Job: How many lines in the items below contain the string "arched"? Reply with the number only.

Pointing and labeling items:
__________

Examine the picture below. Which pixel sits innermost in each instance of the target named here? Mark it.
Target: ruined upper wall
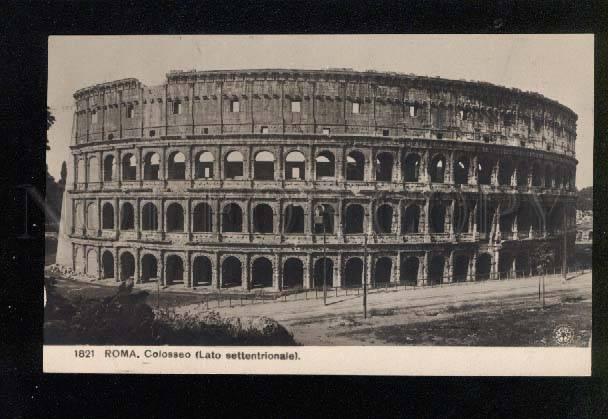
(200, 102)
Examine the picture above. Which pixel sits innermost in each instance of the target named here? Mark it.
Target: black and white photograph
(292, 193)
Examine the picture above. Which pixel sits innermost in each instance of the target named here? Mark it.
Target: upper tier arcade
(330, 102)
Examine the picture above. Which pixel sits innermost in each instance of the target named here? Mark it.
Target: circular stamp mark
(563, 334)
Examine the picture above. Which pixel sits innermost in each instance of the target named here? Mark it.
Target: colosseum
(288, 179)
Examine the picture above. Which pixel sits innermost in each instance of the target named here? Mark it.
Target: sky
(559, 67)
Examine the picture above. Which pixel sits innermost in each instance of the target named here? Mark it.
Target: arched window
(203, 169)
(411, 168)
(411, 219)
(175, 218)
(129, 167)
(461, 170)
(232, 219)
(384, 167)
(108, 168)
(202, 218)
(261, 273)
(437, 169)
(177, 166)
(294, 219)
(127, 217)
(233, 165)
(355, 216)
(262, 219)
(263, 168)
(107, 216)
(384, 219)
(151, 166)
(325, 163)
(295, 165)
(149, 217)
(355, 166)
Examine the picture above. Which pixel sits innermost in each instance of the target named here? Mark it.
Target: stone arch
(107, 216)
(355, 165)
(263, 166)
(411, 168)
(293, 273)
(295, 165)
(149, 217)
(232, 218)
(261, 273)
(202, 271)
(353, 272)
(384, 167)
(263, 219)
(232, 272)
(151, 166)
(107, 263)
(202, 218)
(325, 165)
(383, 271)
(294, 219)
(175, 218)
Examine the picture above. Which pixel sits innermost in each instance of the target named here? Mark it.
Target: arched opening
(483, 267)
(410, 219)
(384, 219)
(232, 219)
(505, 172)
(411, 168)
(151, 166)
(355, 216)
(92, 217)
(107, 264)
(202, 218)
(127, 266)
(263, 167)
(108, 168)
(107, 216)
(437, 169)
(383, 272)
(355, 166)
(127, 217)
(460, 268)
(262, 219)
(201, 271)
(294, 219)
(437, 219)
(231, 272)
(325, 165)
(324, 269)
(233, 165)
(175, 270)
(384, 167)
(327, 218)
(175, 218)
(149, 268)
(461, 218)
(177, 166)
(129, 167)
(203, 168)
(436, 267)
(461, 170)
(295, 165)
(293, 273)
(409, 271)
(149, 217)
(261, 273)
(353, 273)
(484, 171)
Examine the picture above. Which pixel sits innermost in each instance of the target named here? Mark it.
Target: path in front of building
(506, 313)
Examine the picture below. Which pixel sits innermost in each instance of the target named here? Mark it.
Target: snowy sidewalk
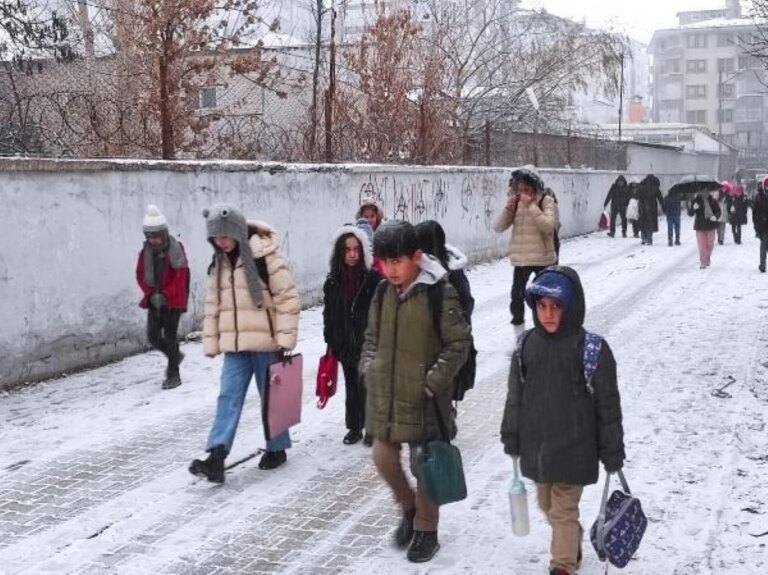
(93, 467)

__________

Solution for this task: 2